Page:
╭──
The light guide assembly 150 may further include a carrier layer 168 that is disposed adjacent to the light guide film layer 152 and that may be attached to the light guide film layer 152. The carrier layer 168 may define a front surface 167 and an opposed rear surface 169. The light guide assembly 150 may further include one or more force concentrators 170 that are disposed between the carrier layer 168 and the light guide film layer 152. The force concentrators 170 may be attached to the front surface 167 of the carrier layer 168. Each force concentrator 170 may be aligned with a corresponding one of the buttons 112. The light guide assembly 150 may further include one or more electrical shorting pads 172 that may be attached to the rear surface 169 of the carrier layer 168, such that each electrical shorting pad 172 is aligned with a corresponding one of the force concentrators 170, and such that the electrical shorting pads 172 are aligned with corresponding ones of the buttons 112. As shown, the light guide assembly 150 includes a single force concentrator 170 and a single electrical shorting pad 172 for each of the top three buttons 112, and three force concentrators 170 and three electrical shorting pads 172 that correspond to the lowermost button 112. This may enable three separate commands to be associated with the lowermost button 112 (e.g., by pressing the lowermost buttons near the left side of the button 112, near the middle of the button 112, or near the right side of the button 112).
The light guide assembly 150 may further include a spacer layer 174 that may be attached to the rear surface 169 of the carrier layer 168. The spacer layer 174 may define one or more openings that are aligned with the electrical shorting pads 172. As shown, the spacer layer 174 defines a plurality of openings 176 that extend therethrough and that define respective diameters that are greater than that of corresponding ones of the electrical shorting pads 172. The openings 176 may be interconnected by respective slots 178 that extend through the spacer layer 174. The spacer layer 174 may operate to prevent the contact domes 142 of the return members 140 from remaining in partially collapsed positions after respective ones of the buttons 112 are depressed.
╰──
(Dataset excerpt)
╭──
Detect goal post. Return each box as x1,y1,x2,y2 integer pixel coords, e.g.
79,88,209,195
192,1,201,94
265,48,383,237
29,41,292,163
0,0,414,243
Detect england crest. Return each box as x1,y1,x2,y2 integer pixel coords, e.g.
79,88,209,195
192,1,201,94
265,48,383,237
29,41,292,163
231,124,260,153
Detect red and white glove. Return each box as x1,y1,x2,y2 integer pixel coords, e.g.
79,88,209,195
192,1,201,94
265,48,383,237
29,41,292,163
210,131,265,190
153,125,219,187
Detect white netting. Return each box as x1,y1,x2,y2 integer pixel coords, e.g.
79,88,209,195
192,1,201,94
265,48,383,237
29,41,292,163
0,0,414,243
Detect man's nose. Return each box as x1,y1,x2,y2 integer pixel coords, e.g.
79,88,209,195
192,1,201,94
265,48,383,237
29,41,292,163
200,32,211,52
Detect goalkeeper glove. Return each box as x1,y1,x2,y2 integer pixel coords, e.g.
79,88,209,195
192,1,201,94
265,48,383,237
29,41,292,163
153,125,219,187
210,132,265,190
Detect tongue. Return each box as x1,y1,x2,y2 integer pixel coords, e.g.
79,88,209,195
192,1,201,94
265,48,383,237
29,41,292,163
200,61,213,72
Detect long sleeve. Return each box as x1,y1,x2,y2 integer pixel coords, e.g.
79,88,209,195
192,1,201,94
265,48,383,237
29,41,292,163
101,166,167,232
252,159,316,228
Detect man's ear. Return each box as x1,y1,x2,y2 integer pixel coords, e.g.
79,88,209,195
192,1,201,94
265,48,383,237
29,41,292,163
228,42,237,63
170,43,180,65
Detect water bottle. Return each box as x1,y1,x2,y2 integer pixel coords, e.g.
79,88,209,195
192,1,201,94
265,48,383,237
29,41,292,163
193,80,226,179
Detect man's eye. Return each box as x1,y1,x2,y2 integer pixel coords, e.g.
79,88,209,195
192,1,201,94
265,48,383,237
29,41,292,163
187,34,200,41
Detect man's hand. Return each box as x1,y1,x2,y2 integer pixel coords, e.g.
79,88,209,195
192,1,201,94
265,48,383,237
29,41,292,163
╰──
Stated goal A:
Say whether each statement agrees with the light guide passage, answering yes or no and quoting the words of the passage that decide it: (i) the force concentrators are attached to the rear surface of the carrier layer; (ii) the lowermost button has three electrical shorting pads; (iii) the openings in the spacer layer are smaller in diameter than the electrical shorting pads.
Stated goal B:
Please write the next part of the light guide passage, picking up after its final sentence.
You won't need the rows.

Written reply A:
(i) No: "The force concentrators 170 may be attached to the front surface 167 of the carrier layer 168."
(ii) Yes: "three force concentrators 170 and three electrical shorting pads 172 that correspond to the lowermost button 112"
(iii) No: "define respective diameters that are greater than that of corresponding ones of the electrical shorting pads 172"

Written reply B:
The PCB 181 may have one or more pairs of electrical contacts disposed thereon, for example on the front surface 182 of the PCB 181. For example, as shown, the PCB 181 may include four pairs of electrical contacts configured as open circuit pads 185. Each open circuit pad 185 may include, for example, a plurality of first electrical trace fingers and a plurality of second electrical trace fingers. The pluralities of first and second electrical trace fingers may be interleaved with respect to each other, such that a conductive element (e.g., an electrical shorting pad 172) that makes contact with at least one first electrical trace finger of the plurality of first electrical trace fingers and at least one first electrical trace finger of the plurality of second electrical trace fingers may close the corresponding open circuit defined the open circuit pad 185. Each open circuit pad 185 may be aligned with one of the electrical shorting pads 172, such that the electrical shorting pad 172 makes contact with the open circuit pad 185 when a corresponding one of the buttons 112 is depressed. In this regard, each of the pair of electrical contacts may be configured to be electrically connected together in response to an actuation of a respective button 112. Each open circuit pad 185, when closed by a corresponding electrical shorting pad 172, may correspond to a command for execution by a load control device that is controlled by the keypad 100.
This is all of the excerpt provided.